Document section
If there is no mental blueprint for a basket or no DNA blueprint for a shell, how then do we account for persistence of form over time? What gives these forms “remarkable durability” (345)? Or, as seen in the previous class, what accounts for evolutionary complexity?
Ingold is battling against ideas of DNA or culture as a form of direct replication or non-creative copying:
If forms are the outcomes of dynamic, morphogenetic processes, then their stability can be understood in terms of the generative principles embedded in the material conditions of their production. For the shell the principle is one of invariant proportion; for the basket it is the principle that every increment of longitudinal extension is coupled to what has gone before by transverse attachment. Whereas the first principle, through simple iteration, will always and everywhere generate a logarithmic spiral, the second will just as reliably generate an equable one. It is these generative principles, and not the fidelity of genetic or cultural copying, that underwrite the constancy of the respective forms, and explain their persistence over immense spans of both historical and evolutionary time. (346)

Work to complete
1 – Answer these questions from the passage on persistence of form, one line each:
(a) What page number is given for the phrase "remarkable durability"?
(b) What generative principle is named for the shell?
(c) What kind of spiral does the basket's principle reliably generate?
2 – Condense the paragraph of the passage on persistence of form that begins "If forms are the outcomes" into a bulleted list that keeps its main points.
3 – Resume the passage on persistence of form, picking up after its final sentence.

Extracted material
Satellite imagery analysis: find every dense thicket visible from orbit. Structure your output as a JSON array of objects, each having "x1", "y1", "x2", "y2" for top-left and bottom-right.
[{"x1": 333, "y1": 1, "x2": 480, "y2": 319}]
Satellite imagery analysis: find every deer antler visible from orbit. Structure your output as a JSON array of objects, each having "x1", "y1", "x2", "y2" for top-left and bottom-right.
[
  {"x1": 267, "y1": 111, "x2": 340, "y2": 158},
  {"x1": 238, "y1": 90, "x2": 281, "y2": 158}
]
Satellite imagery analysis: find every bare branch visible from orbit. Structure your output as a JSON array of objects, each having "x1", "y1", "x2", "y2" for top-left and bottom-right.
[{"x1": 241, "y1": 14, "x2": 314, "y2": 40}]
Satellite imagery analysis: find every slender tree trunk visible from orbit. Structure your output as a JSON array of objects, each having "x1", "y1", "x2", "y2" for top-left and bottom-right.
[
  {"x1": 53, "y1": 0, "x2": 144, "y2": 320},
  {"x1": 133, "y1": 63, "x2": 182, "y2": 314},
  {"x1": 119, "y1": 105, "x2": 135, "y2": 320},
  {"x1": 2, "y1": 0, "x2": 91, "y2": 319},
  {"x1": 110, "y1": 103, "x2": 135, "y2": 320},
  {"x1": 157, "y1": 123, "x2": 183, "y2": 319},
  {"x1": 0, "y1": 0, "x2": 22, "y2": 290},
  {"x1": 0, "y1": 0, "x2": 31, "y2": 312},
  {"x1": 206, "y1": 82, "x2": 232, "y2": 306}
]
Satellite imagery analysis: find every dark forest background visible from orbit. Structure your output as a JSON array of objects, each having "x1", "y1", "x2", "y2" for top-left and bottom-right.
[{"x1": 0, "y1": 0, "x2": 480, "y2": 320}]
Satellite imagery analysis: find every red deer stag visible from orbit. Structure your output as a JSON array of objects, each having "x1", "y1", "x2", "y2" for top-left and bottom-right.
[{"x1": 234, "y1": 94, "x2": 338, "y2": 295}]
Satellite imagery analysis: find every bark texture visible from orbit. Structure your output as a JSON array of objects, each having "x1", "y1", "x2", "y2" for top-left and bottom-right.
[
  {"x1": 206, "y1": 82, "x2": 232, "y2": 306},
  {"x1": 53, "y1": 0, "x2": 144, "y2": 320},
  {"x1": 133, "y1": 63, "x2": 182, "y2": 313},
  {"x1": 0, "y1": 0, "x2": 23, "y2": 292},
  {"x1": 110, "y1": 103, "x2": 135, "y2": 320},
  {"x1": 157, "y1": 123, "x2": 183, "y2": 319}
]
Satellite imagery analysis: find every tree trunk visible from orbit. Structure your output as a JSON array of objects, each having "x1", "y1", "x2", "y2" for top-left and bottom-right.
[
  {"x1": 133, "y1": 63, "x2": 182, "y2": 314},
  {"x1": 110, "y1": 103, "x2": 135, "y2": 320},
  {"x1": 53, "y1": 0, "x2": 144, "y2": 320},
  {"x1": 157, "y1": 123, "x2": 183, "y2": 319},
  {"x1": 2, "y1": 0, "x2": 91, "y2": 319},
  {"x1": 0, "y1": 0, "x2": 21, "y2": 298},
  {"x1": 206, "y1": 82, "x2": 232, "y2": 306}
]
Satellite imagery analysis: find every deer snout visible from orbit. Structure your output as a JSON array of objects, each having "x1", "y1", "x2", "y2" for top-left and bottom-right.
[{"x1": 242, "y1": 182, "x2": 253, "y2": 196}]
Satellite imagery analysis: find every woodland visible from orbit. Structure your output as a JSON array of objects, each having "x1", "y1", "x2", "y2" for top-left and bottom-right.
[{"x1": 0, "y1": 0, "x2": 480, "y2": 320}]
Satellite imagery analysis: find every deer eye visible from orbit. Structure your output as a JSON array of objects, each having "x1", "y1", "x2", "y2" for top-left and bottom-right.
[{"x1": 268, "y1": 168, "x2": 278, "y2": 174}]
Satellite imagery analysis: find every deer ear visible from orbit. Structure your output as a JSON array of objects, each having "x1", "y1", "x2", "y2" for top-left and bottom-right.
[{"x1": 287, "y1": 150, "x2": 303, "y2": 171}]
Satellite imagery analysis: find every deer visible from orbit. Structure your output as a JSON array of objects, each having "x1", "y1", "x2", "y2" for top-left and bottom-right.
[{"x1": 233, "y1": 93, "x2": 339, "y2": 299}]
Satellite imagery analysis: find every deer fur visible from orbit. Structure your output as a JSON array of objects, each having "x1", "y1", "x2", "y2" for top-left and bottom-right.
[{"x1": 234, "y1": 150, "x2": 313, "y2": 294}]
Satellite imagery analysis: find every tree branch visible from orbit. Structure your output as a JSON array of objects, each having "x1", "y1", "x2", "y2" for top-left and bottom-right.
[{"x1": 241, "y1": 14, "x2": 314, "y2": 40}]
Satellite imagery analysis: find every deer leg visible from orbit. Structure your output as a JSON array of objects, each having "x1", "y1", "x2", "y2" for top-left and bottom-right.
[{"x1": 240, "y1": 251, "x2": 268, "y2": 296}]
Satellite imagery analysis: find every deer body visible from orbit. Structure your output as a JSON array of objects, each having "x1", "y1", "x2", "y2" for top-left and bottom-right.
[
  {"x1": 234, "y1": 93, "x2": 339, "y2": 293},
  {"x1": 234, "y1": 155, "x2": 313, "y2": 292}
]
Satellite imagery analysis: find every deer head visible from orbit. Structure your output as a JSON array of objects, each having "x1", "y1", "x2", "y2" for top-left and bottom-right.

Answers to the tasks
1 –
(a) 345
(b) Invariant proportion
(c) An equable spiral

2 –
- Forms come from dynamic, morphogenetic processes. Their stability rests on generative principles built into the material conditions of their production.
- The shell's principle is invariant proportion. Simple iteration of it always produces a logarithmic spiral.
- The basket's principle couples each increment of longitudinal extension to what came before by transverse attachment. It reliably produces an equable spiral.
- These principles, not faithful genetic or cultural copying, keep both forms constant. They explain why the forms persist across immense spans of historical and evolutionary time.

3 –
Ingold turns from the emphasis on making to an emphasis on weaving so that objects are “the embodiment of a rhythmic movement” (346). Or as one of my students once put it: “The artefact is a crystallized embodiment of activity. Which is freaking awesome.”
“Weaving continues for as long as life goes on–punctuated but not terminated by the appearance of the pieces that it successively brings into being” (348).
Which brings us directly to the next class on string bags and birds’ nests.